--- WHAT IS EXPECTED ---
Turn the lines below into a numbered list, leaving out any blank ones.

A run of lines

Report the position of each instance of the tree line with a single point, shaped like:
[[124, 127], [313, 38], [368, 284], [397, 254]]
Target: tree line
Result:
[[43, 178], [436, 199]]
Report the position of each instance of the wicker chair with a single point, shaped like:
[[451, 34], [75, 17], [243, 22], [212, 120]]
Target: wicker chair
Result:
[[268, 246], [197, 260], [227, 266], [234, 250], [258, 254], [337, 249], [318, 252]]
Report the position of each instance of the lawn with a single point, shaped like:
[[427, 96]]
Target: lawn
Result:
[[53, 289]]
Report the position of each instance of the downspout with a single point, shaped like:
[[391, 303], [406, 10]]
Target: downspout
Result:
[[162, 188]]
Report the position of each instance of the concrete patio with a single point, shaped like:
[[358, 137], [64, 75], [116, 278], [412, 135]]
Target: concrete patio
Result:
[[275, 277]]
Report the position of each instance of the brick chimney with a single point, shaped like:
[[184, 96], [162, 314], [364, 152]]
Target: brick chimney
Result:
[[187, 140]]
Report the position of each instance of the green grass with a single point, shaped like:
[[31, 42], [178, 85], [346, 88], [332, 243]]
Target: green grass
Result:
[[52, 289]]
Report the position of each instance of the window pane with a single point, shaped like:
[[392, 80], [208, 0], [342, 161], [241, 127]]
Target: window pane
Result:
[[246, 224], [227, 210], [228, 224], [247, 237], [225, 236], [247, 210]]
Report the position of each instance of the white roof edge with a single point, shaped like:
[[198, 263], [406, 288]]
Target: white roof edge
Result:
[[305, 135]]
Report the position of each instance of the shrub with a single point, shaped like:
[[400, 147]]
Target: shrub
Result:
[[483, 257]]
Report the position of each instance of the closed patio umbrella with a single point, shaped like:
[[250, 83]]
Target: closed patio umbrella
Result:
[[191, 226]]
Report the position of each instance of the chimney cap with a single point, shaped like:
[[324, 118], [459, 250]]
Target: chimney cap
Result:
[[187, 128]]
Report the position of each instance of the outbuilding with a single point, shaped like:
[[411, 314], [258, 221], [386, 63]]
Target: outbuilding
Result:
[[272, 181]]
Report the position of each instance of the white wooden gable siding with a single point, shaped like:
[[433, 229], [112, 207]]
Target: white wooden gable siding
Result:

--- EXERCISE SOLUTION ---
1. Report the position of each instance of the tree line with a single point, shaped like:
2. [[124, 127], [313, 38], [368, 284], [397, 254]]
3. Target: tree line
4. Result:
5. [[43, 178], [436, 199]]
6. Report the position of each instance of the wicker chair with a single point, shaped like:
7. [[451, 34], [75, 17], [243, 22], [212, 120]]
8. Target: wicker chair
9. Result:
10. [[268, 246], [197, 260], [227, 266], [234, 250], [258, 254], [337, 249], [318, 252]]
11. Report the position of each instance of the lawn with a single point, shaped like:
12. [[427, 96]]
13. Target: lawn
14. Result:
15. [[53, 289]]
16. Report the position of each instance of the downspout with a single point, shaped like:
17. [[391, 303], [406, 10]]
18. Target: downspout
19. Result:
20. [[162, 188]]
21. Report the position of each instance of the concrete patio with a single point, shaped like:
22. [[358, 137], [64, 75], [116, 278], [412, 135]]
23. Target: concrete patio
24. Result:
25. [[275, 277]]
26. Report the position of each instance of the brick chimney with a single point, shaped like:
27. [[184, 96], [162, 314], [364, 152]]
28. Target: brick chimney
29. Result:
30. [[187, 140]]
31. Report the position of each instance of the green grass with a single point, shaped like:
32. [[31, 42], [178, 85], [346, 88], [332, 243]]
33. Target: green grass
34. Result:
35. [[52, 289]]
36. Report the position of each instance of the window pane with a single point, shaped like:
37. [[392, 80], [208, 0], [342, 161], [241, 127]]
38. Target: window pane
39. Result:
40. [[246, 224], [227, 210], [228, 224], [247, 237], [225, 236], [247, 210]]
41. Report the position of each instance of the white roof edge with a single point, shaped like:
42. [[198, 263], [406, 288]]
43. Target: white roof edge
44. Result:
45. [[305, 135]]
46. Report the position of each instance of the shrub with a single point, shaped like:
47. [[400, 147]]
48. Target: shrub
49. Result:
50. [[483, 257]]
51. Report the position of each instance of the closed patio umbrella with a single point, shaped like:
52. [[250, 83]]
53. Target: closed patio umbrella
54. Result:
55. [[191, 226]]
56. Report the position of each instance of the chimney cap with a single point, shaped like:
57. [[324, 118], [459, 250]]
58. Target: chimney cap
59. Result:
60. [[187, 128]]
61. Report the position of each instance of the outbuilding with a single point, shaped like:
62. [[411, 314], [258, 221], [386, 63]]
63. Target: outbuilding
64. Result:
65. [[272, 181]]
66. Report the position of each instance of the white wooden gable siding with a single point, shaped like:
67. [[433, 229], [112, 207]]
68. Target: white wooden gable siding
69. Result:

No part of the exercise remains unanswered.